WHAT YOU NEED TO DO:
Type out the complete listing below word for word, without its pictures.

--- THE INPUT ---

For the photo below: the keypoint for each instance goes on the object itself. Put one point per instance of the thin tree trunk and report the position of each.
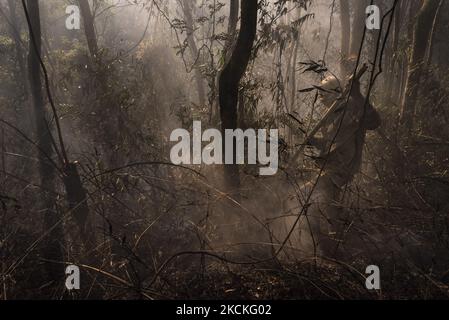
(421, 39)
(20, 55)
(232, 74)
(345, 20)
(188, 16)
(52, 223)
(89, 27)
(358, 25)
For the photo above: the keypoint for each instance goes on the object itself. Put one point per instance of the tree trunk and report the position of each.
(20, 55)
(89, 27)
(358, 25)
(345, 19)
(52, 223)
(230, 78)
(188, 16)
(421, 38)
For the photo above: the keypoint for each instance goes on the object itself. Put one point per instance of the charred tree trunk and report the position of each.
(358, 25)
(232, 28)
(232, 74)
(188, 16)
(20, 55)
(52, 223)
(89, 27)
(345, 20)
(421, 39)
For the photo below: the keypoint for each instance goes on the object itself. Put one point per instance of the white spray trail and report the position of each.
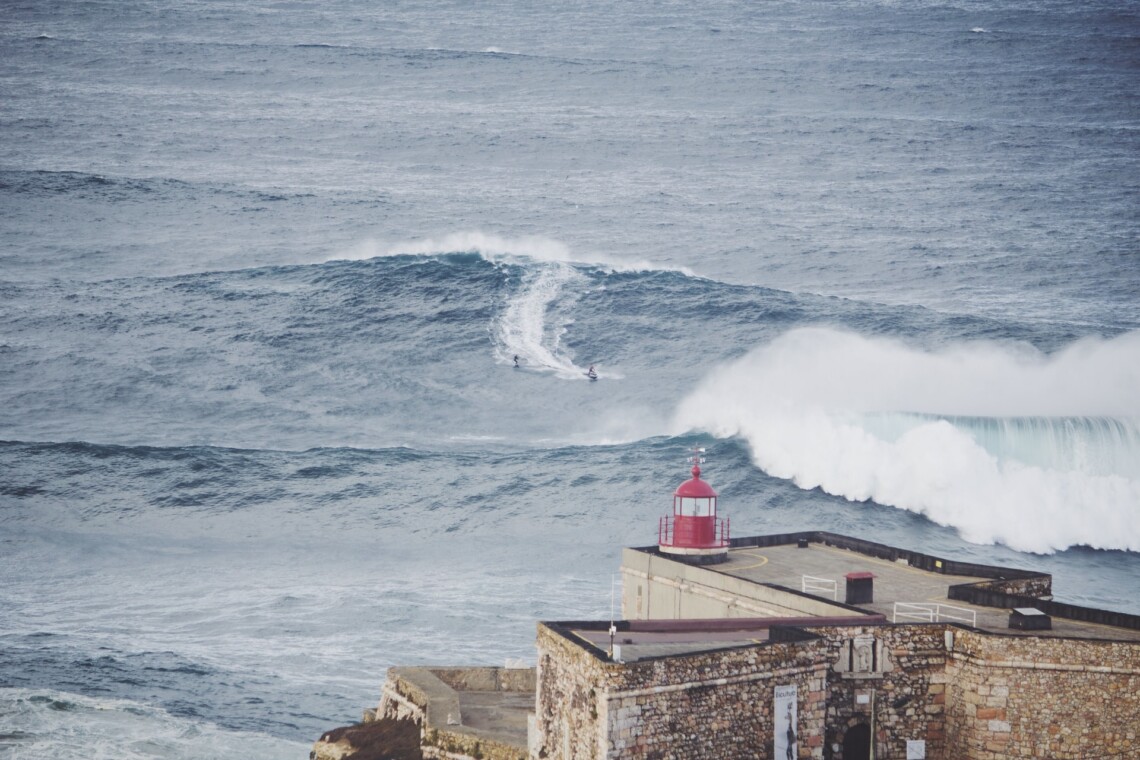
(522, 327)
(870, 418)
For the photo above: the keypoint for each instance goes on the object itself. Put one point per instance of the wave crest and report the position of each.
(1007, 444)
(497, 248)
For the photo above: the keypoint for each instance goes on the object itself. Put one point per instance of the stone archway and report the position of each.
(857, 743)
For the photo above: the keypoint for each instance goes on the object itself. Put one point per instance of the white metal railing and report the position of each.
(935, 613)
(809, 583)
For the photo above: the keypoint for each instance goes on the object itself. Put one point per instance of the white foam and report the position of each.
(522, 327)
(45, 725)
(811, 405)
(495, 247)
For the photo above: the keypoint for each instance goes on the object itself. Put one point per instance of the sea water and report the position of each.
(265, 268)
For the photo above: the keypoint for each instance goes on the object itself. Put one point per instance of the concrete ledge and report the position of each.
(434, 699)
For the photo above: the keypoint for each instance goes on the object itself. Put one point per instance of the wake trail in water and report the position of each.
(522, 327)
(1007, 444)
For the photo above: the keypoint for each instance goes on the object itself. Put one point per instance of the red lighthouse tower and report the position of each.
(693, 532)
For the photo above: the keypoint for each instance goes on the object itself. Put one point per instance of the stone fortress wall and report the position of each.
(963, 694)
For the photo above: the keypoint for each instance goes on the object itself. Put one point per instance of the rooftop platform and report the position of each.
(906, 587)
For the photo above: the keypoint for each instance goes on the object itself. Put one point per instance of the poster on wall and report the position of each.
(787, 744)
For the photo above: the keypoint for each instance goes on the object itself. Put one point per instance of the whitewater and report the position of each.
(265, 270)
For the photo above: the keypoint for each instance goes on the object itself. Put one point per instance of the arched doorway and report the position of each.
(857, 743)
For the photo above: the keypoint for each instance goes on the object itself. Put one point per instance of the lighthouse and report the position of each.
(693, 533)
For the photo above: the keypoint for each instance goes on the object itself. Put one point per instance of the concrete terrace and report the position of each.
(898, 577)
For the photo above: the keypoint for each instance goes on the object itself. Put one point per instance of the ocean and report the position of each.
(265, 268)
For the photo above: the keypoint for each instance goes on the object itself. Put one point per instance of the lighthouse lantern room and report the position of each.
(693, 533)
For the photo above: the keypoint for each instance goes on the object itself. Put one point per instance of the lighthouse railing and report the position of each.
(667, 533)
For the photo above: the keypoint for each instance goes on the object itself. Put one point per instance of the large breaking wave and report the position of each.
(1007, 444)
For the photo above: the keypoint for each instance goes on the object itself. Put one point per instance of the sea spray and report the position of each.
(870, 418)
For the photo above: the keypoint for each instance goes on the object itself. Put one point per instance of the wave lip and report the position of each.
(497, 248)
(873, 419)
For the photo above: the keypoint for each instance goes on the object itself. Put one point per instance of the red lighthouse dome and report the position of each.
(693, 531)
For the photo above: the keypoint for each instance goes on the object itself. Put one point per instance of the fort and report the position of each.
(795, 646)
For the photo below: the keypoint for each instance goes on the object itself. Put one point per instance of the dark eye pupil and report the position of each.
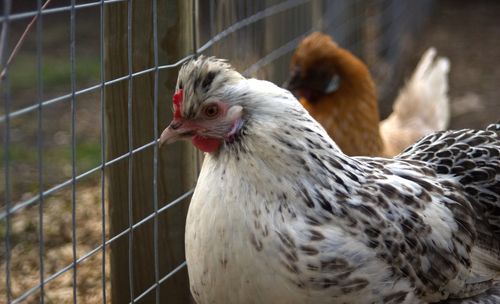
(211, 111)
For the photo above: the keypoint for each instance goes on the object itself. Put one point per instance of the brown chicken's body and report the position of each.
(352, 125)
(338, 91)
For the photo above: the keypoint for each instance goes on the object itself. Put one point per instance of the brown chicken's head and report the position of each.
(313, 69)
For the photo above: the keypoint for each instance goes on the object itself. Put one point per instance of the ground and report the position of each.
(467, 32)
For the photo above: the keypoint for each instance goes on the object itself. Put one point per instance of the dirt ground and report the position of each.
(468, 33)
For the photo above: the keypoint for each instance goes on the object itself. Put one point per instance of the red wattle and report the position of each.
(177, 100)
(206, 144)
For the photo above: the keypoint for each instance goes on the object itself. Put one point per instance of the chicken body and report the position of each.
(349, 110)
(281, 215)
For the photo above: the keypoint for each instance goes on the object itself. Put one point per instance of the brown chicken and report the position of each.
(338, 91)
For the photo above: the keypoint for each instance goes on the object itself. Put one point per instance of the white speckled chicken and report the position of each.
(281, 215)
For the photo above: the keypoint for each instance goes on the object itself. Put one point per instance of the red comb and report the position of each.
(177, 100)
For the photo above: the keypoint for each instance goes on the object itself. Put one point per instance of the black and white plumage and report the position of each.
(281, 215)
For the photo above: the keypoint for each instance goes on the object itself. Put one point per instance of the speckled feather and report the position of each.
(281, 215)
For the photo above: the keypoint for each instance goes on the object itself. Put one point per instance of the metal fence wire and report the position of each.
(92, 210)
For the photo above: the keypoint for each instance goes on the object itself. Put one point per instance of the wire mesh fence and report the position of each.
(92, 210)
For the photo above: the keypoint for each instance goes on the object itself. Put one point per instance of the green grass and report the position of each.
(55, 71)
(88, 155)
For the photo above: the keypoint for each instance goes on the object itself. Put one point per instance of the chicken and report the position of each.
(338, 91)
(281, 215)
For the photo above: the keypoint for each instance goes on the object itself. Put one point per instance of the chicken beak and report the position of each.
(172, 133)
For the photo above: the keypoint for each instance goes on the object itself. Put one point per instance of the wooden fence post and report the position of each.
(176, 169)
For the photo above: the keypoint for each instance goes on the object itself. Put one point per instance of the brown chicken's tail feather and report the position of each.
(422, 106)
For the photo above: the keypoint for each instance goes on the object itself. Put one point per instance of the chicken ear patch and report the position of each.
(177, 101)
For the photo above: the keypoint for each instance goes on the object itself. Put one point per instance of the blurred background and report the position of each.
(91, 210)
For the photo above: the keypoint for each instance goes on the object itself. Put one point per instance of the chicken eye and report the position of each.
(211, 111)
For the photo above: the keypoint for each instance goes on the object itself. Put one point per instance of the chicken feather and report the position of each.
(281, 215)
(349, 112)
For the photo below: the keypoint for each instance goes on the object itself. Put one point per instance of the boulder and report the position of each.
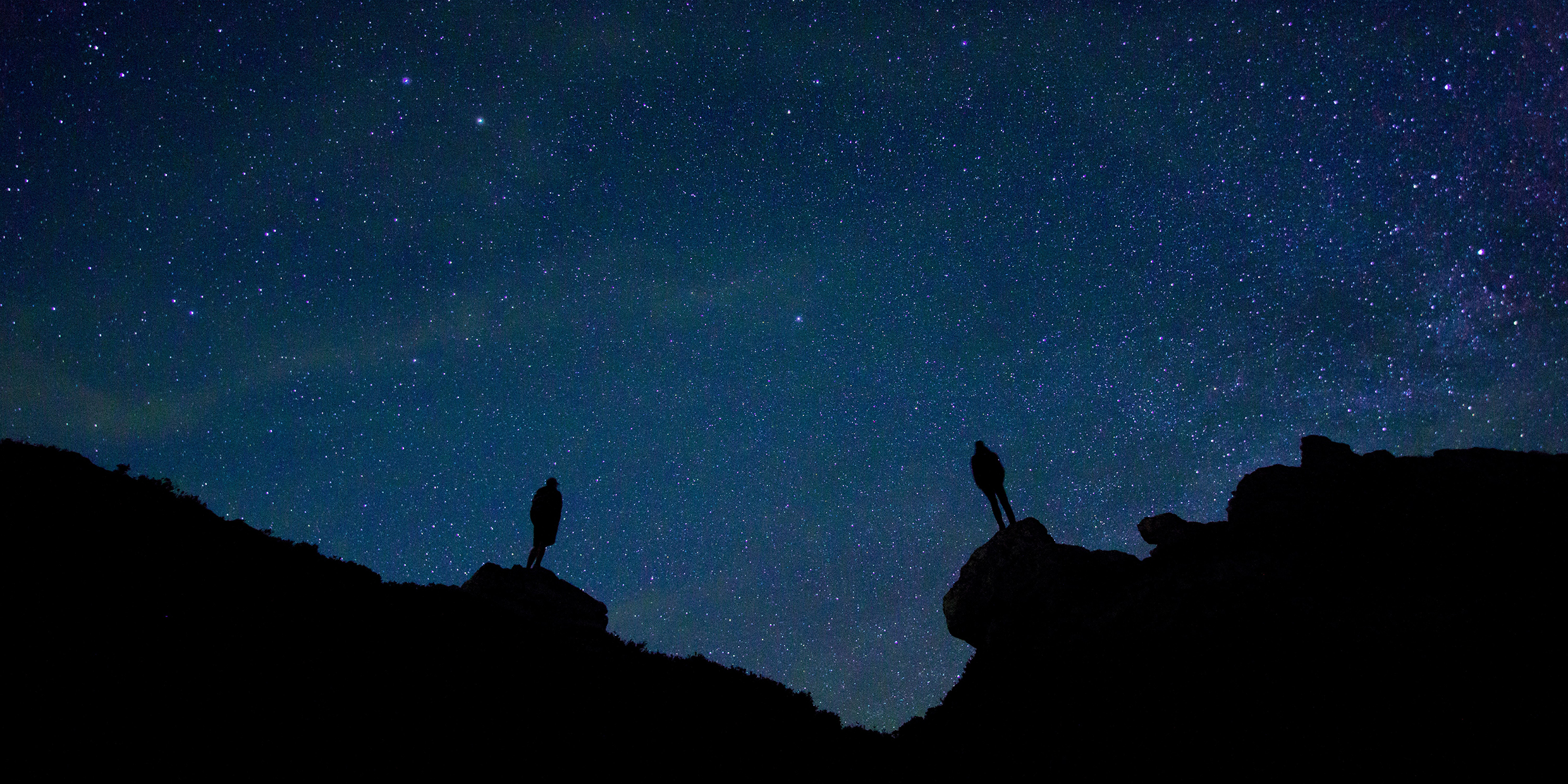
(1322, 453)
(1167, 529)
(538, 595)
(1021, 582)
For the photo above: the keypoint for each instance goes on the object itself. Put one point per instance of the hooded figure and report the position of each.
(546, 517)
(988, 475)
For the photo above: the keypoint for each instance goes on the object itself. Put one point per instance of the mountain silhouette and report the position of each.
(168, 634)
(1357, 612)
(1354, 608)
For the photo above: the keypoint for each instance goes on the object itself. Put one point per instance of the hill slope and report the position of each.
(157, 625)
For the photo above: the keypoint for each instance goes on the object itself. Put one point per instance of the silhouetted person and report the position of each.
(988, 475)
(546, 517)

---

COMPLETE OUTPUT:
For the photo below: the keypoint for each instance goes on the object itself. Put one point per instance of the thin tree trunk and report the position of each.
(421, 39)
(20, 55)
(232, 74)
(345, 20)
(188, 16)
(52, 223)
(89, 27)
(358, 25)
For the photo above: the keypoint for each instance goes on the object itself. Put one point per instance of the tree trunk and report the position of each.
(20, 55)
(89, 27)
(358, 25)
(345, 19)
(52, 223)
(230, 78)
(188, 16)
(421, 38)
For the photo above: the keypoint for each instance goes on the object itself. Put one point per instance of the charred tree trunk and report the position of each.
(358, 25)
(232, 28)
(232, 74)
(188, 16)
(20, 55)
(52, 223)
(89, 27)
(345, 20)
(421, 39)
For the photo below: the keypoint for each instance goes on the object itself. Put one point per instance of the white spray trail and report the position of each.
(522, 327)
(870, 418)
For the photo above: the keypoint for each instance goes on the object itself. Put one point per instance of the wave crest and report the position of each.
(1007, 444)
(497, 248)
For the photo above: the keypoint for each instance goes on the object itself. Put one point per instance of the stone archway and report the position of each.
(857, 743)
For the photo above: the keypoint for each instance goes on the object itself. Put one point per instance of the white metal railing and report the position of each.
(935, 613)
(809, 583)
For the photo above: the keypoint for each instance goes on the object itself. Put one point per instance of the white foam and report the position of each.
(522, 327)
(45, 725)
(811, 405)
(495, 247)
For the photo above: the keypoint for each instance goes on the object itself. Put one point per instance of the sea water and report the position of each.
(265, 268)
For the photo above: the keypoint for each instance goes on the object itself. Put one point per instance of the concrete ledge and report the position of each.
(434, 699)
For the photo above: the keypoint for each instance goes on the object itself. Put one point per instance of the wake trail in water and report the position of each.
(522, 327)
(1007, 444)
For the photo above: the keypoint for each instance goes on the object itself. Put one point per instance of the red lighthouse tower and report the position of each.
(693, 532)
For the photo above: the keypoint for each instance goes on the object itself. Put one point per instance of the stone fortress wall and report the position of each.
(963, 694)
For the photo above: the keypoint for each instance goes on the object itself. Put one point per instance of the rooftop platform and report the position of each.
(906, 587)
For the photo above: the keypoint for each instance goes on the object itself. Put one point per instance of the poster on wall and report the position of each.
(787, 744)
For the photo above: the keypoint for each instance goes on the object itself. Put one point per instance of the whitewater and report the position of each.
(265, 270)
For the photo above: the keypoint for each instance goes on the object itself. Put one point per instance of the arched doorway and report the position of each.
(857, 743)
For the photo above: the keypoint for each instance goes on the object itself. Put one point per instance of the lighthouse and report the position of each.
(693, 533)
For the photo above: the keypoint for each instance goes on the object itself. Put one point per instance of the concrete terrace and report the position of each.
(898, 577)
For the photo above: the keypoint for each instance goes on the object itself. Put one point per instance of the ocean and report the position of each.
(265, 268)
For the photo above: the keypoint for each instance goes on the object itself. Put one point per instance of the lighthouse lantern room and report the position of each.
(693, 533)
For the photo above: the keypoint for each instance goes on the object itself. Put one point per instance of the lighthouse railing and report the position of each.
(667, 533)
For the photo above: the keypoint for each instance goes on the object itself. Put one point per instance of the large breaking wave and report the position of each.
(1007, 444)
For the photo above: the keypoint for each instance goes on the object itself. Put one point per instance of the sea spray and report the position of each.
(870, 418)
For the photo above: the keypoint for each instance goes on the object itself. Put one point per instance of the wave lip and report the position of each.
(497, 248)
(873, 419)
For the photo above: the keypoint for each instance goes on the object itself. Put one point per instance of the red lighthouse dome and report the position of each.
(693, 531)
For the photo above: the keypoint for each instance goes on the object itself. Put one point per instance of the fort and report the position of each.
(795, 646)
For the photo below: the keypoint for each instance goes on the object itself. Put one point per instance of the dark eye pupil and report the position of each.
(211, 111)
For the photo above: the keypoint for each instance goes on the object itself. Put one point per instance of the brown chicken's body and report the position of each.
(352, 125)
(338, 91)
For the photo above: the keypoint for each instance goes on the object itself. Put one point per instance of the brown chicken's head and report the position of each.
(313, 69)
For the photo above: the keypoint for each instance goes on the object itself. Put one point per instance of the ground and report the position of each.
(467, 32)
For the photo above: the keypoint for each instance goes on the object itself. Put one point per instance of the dirt ground and report the position of each.
(468, 33)
For the photo above: the keypoint for each instance goes on the object itself. Put one point per instance of the red wattle and report the position of each.
(177, 100)
(206, 144)
For the photo above: the keypoint for each instance goes on the object itself. Put one point per instance of the chicken body and report the position of each.
(349, 110)
(281, 215)
For the photo above: the keypoint for each instance goes on the object itself. Put one point per instance of the brown chicken and report the position of each.
(338, 91)
For the photo above: the keypoint for each instance goes on the object itself. Put one point per instance of the white speckled chicken and report the position of each.
(281, 215)
For the photo above: the keypoint for each instance goes on the object itself. Put one point per instance of the red comb and report the position of each.
(177, 100)
For the photo above: the keypoint for each instance goes on the object itself. Put one point per instance of the black and white plumage and report the position of each.
(281, 215)
For the photo above: the keypoint for each instance goes on the object itself. Put one point per instance of the speckled feather and report the position of each.
(281, 215)
For the photo above: the keypoint for each instance goes on the object itself. Put one point per instance of the metal fence wire and report the position of each.
(92, 210)
For the photo above: the keypoint for each instance goes on the object itself. Put one point per instance of the wire mesh fence and report the position of each.
(92, 210)
For the photo above: the keypoint for each instance goes on the object itself. Put one point per instance of the green grass and report the position of each.
(55, 71)
(88, 155)
For the photo above: the keypoint for each instance goes on the object itself. Put one point per instance of the chicken and report the position of each.
(338, 91)
(281, 215)
For the photo above: the keypoint for each instance goes on the object itself. Put one point per instance of the chicken beak and report the position of each.
(172, 133)
For the photo above: the keypoint for each instance goes on the object itself. Put one point per instance of the wooden fence post and report the position of each.
(176, 169)
For the photo above: the keypoint for each instance goes on the object itself. Put one point per instance of the brown chicken's tail feather and report the position of each.
(422, 106)
For the photo above: the keypoint for each instance goes on the object itself. Put one point per instance of the chicken ear patch and report the position of each.
(177, 101)
For the photo above: the keypoint for each instance goes on the object itself. Put one point per instance of the blurred background and report the position of each.
(91, 210)
For the photo above: the keypoint for each instance goes on the object itself. Put one point per instance of the chicken eye and report the position of each.
(211, 111)
For the photo above: the keypoint for each instance goes on the object itself. Put one point per instance of the chicken feather and report the position of each.
(281, 215)
(349, 112)
For the photo below: the keypoint for each instance goes on the object itself. Put one point per instance of the boulder and report the position of each.
(1322, 453)
(1167, 529)
(538, 595)
(1021, 582)
For the photo above: the keypoint for each instance goes on the object itself. Put one point per instance of the hooded figure and report the position of each.
(546, 517)
(988, 475)
For the photo above: the keypoint for each instance goes on the object itself. Put one point per instance of the mountain silhouette and report the position of each.
(168, 634)
(1357, 612)
(1354, 608)
For the photo above: the keypoint for each instance goes on the object itself. Put one point per instance of the hill slope and report the position of each.
(157, 625)
For the photo above: the keypoint for each instance goes on the object itself. Put one point per instance of the silhouetted person and report the position of each.
(988, 475)
(546, 517)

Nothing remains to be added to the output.